> Request: Render the material below, from its first line through the line containing "<point>377,30</point>", inclusive, as a Markdown table with the columns Row and Line. Give each line its own numbered row and leave out blank lines.

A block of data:
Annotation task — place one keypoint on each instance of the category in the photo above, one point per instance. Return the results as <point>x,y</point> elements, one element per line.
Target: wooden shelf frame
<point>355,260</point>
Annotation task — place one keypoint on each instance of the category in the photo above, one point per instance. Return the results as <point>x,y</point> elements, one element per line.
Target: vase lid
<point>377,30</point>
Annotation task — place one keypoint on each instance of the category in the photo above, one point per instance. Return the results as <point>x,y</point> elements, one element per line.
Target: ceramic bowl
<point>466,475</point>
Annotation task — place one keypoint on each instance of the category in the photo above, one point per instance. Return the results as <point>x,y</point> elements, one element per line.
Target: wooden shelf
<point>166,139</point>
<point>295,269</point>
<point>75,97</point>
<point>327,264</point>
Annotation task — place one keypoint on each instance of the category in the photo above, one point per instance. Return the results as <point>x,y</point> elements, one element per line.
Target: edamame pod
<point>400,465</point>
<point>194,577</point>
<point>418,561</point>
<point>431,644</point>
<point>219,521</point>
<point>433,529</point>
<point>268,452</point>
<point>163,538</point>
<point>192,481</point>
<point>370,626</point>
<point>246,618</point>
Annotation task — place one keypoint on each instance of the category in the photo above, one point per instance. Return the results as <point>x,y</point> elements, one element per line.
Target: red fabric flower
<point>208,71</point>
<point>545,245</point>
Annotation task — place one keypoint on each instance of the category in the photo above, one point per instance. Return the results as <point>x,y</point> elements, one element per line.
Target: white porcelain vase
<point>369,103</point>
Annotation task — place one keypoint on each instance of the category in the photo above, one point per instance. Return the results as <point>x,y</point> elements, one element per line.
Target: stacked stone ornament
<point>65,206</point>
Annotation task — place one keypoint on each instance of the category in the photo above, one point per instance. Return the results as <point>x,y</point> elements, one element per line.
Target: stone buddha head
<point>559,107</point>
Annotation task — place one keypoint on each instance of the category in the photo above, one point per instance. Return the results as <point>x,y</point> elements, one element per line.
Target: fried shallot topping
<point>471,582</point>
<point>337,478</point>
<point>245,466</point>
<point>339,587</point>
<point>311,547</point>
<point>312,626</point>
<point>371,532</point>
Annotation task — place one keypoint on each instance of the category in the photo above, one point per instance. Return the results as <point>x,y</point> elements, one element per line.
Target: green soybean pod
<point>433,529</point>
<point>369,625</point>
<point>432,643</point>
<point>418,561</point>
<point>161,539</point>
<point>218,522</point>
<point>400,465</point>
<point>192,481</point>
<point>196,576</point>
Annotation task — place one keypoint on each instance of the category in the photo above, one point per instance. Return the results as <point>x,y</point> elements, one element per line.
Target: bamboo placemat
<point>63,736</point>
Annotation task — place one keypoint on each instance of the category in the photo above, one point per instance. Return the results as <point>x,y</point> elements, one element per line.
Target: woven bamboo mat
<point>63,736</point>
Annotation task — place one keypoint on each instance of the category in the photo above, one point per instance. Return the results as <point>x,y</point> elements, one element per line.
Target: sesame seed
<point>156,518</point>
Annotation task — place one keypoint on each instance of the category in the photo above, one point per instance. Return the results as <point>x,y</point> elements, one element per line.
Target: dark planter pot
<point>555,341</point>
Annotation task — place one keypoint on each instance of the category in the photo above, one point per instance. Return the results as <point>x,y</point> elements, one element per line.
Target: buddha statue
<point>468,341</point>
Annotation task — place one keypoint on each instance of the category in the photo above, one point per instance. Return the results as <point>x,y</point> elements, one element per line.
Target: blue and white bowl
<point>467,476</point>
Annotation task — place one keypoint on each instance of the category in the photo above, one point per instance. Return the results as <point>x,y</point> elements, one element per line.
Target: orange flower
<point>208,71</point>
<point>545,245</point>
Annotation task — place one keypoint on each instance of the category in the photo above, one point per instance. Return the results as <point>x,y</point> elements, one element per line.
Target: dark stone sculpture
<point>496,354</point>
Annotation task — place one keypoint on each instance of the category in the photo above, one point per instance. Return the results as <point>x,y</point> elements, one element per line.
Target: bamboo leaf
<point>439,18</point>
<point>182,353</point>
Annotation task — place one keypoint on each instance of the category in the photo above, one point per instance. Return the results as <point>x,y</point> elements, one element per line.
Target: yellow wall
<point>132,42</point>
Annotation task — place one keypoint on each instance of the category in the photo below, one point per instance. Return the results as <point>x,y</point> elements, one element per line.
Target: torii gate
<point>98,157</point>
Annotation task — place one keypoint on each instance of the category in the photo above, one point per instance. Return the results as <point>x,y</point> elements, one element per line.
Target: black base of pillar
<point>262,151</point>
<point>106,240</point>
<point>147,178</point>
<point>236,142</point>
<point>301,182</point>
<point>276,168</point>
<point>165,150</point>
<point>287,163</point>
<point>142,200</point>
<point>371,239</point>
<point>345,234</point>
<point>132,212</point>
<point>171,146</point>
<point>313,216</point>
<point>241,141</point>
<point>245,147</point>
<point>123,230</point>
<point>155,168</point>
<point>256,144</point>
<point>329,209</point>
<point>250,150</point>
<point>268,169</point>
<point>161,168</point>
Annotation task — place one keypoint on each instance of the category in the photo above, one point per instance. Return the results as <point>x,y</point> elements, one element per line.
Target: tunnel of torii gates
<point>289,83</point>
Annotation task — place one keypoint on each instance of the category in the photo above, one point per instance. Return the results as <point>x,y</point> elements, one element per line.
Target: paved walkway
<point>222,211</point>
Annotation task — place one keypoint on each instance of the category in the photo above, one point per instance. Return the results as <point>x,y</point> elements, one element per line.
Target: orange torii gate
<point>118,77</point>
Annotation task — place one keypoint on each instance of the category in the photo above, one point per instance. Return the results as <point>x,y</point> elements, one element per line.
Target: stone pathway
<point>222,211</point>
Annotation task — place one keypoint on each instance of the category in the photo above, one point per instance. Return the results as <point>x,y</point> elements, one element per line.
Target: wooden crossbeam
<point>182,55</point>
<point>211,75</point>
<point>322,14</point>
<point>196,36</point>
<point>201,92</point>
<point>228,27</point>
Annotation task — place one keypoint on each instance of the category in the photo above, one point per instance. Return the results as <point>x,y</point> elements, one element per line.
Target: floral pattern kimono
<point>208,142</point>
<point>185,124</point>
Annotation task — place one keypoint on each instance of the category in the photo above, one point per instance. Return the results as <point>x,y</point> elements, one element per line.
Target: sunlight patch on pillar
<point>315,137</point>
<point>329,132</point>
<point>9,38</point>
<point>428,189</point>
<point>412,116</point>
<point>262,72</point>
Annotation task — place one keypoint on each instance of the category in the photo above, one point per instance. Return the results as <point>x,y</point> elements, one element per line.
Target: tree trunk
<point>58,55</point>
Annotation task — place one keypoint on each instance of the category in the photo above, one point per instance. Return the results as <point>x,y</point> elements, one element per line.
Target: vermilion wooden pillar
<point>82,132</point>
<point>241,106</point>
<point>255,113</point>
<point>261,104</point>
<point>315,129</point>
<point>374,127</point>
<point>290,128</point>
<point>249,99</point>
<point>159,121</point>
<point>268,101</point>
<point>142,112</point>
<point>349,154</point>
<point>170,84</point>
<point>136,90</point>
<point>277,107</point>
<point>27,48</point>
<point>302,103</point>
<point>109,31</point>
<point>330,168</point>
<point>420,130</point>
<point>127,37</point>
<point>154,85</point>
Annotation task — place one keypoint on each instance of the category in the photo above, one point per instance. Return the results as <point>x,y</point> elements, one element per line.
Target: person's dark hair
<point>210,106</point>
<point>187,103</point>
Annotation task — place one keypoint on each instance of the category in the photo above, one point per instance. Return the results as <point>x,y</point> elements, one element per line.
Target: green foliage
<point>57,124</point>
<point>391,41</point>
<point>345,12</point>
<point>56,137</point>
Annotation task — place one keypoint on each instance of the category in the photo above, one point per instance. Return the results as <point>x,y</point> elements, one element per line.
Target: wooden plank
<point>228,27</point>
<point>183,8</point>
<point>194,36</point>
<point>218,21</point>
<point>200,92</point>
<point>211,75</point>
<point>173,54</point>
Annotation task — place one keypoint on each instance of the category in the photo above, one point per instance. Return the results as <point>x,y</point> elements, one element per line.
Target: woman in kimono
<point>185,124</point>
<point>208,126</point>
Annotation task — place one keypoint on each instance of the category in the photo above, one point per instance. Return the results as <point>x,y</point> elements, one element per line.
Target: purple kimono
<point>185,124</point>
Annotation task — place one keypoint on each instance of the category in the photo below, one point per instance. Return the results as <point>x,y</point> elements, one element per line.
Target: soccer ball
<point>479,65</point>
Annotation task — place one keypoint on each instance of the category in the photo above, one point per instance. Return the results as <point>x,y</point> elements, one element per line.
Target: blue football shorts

> Written solution:
| Row | Line |
|---|---|
| 1 | Annotation task — place one keypoint on each instance of the category in the photo above, one point per instance. Return the results as <point>x,y</point> elements, one element per line. |
| 2 | Target: wooden shelf frame |
| 3 | <point>355,260</point> |
| 4 | Annotation task — place one keypoint on each instance of the category in the photo above, one point per instance. Return the results as <point>x,y</point> elements, one element per line. |
| 5 | Target: vase lid |
| 6 | <point>377,30</point> |